提供テキスト =
════════════════
社説:補正予算案 不安を高める借金膨張

 次世代に負担を押しつけて、国民に税収増の「還元」とは聞いてあきれる。

 岸田文雄政権は、約13.1兆円の2023年度補正予算案を閣議決定した。

 歳入(収入)に計上した税収の増加分は1710億円にとどまり、全体の7割近くの8.8兆円を「借金」となる国債の増発で賄うという。当初予算と合わせると、23年度の歳出(支出)総額は127.5兆円、新規国債発行額は44.4兆円に膨張する。

 一般会計の歳出総額は前年度の132兆円を下回るものの、100兆円前後で推移した新型コロナウイルス禍前を大きく上回る。40兆円台の借金に依存した財政は、4年連続になる。

 岸田政権はコロナ対応の5類移行を踏まえ、6月の骨太方針で非常時の歳出構造を「平時に戻していく」と明記したはずだ。これでは水ぶくれのままではないか。

 政府は20日に臨時国会へ提出し、今月中の成立を目指す構えだが、緩み切ったままの日本財政に国民は将来不安を強めている。徹底した審議を求めたい。

 鈴木俊一財務相は、国債の発行額を昨秋の補正予算時(22.8兆円)より減らせたとして平時化へ「一つの道筋を示せた」と強調したが、苦しい釈明だろう。

 岸田氏が「税収増還元」の物価高対策として打ち出した3.5兆円規模の減税は、来年6月からのため、今補正には計上していない。含まれるのは低所得世帯への7万円給付の経費1兆円余りだ。
════════════════
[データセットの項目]
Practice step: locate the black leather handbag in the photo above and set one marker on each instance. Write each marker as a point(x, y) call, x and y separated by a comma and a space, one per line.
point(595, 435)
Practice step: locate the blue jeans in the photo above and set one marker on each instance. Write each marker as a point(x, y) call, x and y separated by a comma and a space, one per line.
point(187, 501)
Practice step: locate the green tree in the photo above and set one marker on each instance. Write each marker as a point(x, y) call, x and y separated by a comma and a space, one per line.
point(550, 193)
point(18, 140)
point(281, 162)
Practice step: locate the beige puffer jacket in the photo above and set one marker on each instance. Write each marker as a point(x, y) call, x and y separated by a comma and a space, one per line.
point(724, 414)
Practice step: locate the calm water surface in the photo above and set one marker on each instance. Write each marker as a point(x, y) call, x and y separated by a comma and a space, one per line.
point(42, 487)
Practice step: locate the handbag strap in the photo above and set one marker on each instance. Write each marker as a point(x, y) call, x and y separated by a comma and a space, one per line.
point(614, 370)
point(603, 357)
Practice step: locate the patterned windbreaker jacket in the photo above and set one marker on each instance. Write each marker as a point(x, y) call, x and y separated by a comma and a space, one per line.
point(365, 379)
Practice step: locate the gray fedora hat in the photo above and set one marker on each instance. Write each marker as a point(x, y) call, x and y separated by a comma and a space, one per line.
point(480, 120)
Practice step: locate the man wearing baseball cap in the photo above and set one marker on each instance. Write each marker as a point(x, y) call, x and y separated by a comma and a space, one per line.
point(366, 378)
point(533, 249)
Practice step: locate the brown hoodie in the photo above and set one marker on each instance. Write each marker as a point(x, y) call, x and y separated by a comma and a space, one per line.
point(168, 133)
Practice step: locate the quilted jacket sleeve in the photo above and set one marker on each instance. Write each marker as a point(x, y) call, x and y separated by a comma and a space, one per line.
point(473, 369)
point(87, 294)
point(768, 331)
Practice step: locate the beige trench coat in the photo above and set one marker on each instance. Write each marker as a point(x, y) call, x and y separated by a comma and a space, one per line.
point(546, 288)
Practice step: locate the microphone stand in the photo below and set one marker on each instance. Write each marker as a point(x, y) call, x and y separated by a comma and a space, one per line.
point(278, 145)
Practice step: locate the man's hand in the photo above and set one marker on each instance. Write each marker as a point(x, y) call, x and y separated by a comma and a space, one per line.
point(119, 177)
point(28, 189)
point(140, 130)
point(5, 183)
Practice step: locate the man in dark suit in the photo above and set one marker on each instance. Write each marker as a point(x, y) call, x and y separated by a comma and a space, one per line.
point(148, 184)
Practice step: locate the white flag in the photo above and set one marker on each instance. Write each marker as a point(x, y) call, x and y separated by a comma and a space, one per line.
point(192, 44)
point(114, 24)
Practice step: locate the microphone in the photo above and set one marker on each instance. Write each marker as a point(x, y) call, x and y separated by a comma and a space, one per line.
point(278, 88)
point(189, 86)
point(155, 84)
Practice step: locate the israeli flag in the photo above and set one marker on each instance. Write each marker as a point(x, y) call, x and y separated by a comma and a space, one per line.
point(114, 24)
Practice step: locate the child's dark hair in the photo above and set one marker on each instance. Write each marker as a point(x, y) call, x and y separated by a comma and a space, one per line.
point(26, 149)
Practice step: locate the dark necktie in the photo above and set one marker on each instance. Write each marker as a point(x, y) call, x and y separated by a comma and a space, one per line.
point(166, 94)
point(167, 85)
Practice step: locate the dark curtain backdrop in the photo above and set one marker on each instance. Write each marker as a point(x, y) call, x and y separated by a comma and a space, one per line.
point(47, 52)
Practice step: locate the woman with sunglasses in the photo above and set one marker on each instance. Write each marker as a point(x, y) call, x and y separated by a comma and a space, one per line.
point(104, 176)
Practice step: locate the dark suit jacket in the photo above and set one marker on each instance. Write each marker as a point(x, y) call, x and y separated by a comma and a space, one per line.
════════════════
作業内容 A =
補正予算案についての社説を、2文でまとめてください。
作業内容 B =
補正予算案についての社説から、「岸田政権はコロナ対応の5類移」から「調したが、苦しい釈明だろう。」まで（その語句も含めて）を一字も変えずに返してください。
作業内容 C =
補正予算案についての社説の続きを、最後の文の後から書き足してください。

出力 A =
岸田政権が閣議決定した約13.1兆円の2023年度補正予算案は、全体の7割近くの8.8兆円を国債の増発で賄うもので、23年度の新規国債発行額は44.4兆円に膨らむ。社説は、非常時の歳出を「平時に戻していく」とした骨太方針に反して財政が水ぶくれのままだと批判し、国会での徹底した審議を求めている。

出力 B =
岸田政権はコロナ対応の5類移行を踏まえ、6月の骨太方針で非常時の歳出構造を「平時に戻していく」と明記したはずだ。これでは水ぶくれのままではないか。

 政府は20日に臨時国会へ提出し、今月中の成立を目指す構えだが、緩み切ったままの日本財政に国民は将来不安を強めている。徹底した審議を求めたい。

 鈴木俊一財務相は、国債の発行額を昨秋の補正予算時(22.8兆円)より減らせたとして平時化へ「一つの道筋を示せた」と強調したが、苦しい釈明だろう。

出力 C =
 見かけ上は国債発行を抑えたが、鈴木氏自身、国会で「(コロナ禍からの景気回復で)税収の増えた分は政策的経費や国債の償還(返済)に既に充てられてきた」とし、減税には国債発行が必要と明言。「還元」の元手は使い切り、借金頼みであることを認めた。

 岸田氏の説明は、国民を誤解させる「甘言」だったと言わざるを得ない。衆院・解散総選挙を有利に運ぶ狙いは明らかだろう。

 補正案に、低所得者給付の2倍にあたる公共事業費増額(2.2兆円)を「国土強靱(きょうじん)化」などを名目に押し込んだ点も理解に苦しむ。資材費など物価高を助長しかねない。

 日銀が大規模緩和を修正し、長期金利が上昇傾向にある中、1千兆円を超える借金の利払い増への懸念が急速に高まっている。金利1%上昇で、3年後の借金返済は4兆円近く増えるとされる。

 岸田氏は減税案を見直し、財政健全化の方策を明示すべきだ。